→ Items
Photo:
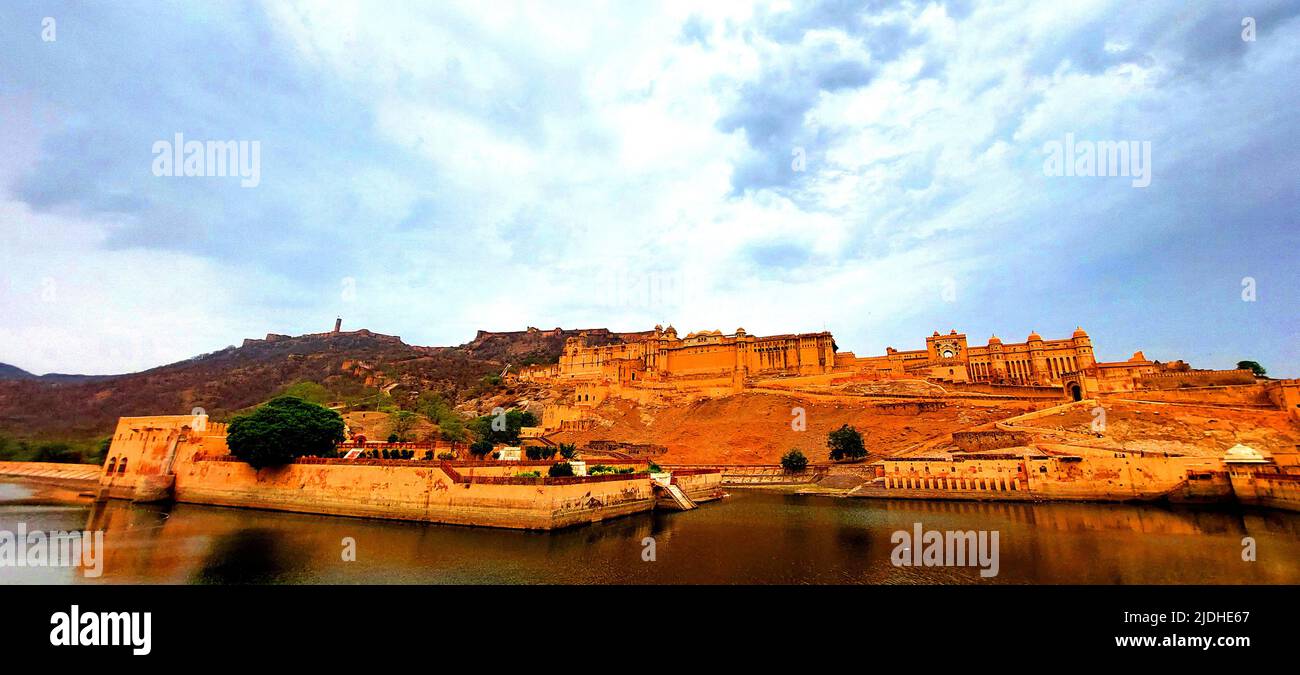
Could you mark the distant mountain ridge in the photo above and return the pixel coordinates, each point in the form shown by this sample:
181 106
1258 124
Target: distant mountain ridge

→ Task directions
Copy the data above word for word, omitting the picture.

→ Task result
Photo:
Could you mark the distant mountain ridge in the photo above and return the pixel coordinates, each point in the form shown by this sample:
181 106
1258 124
Target: distant mountain ridge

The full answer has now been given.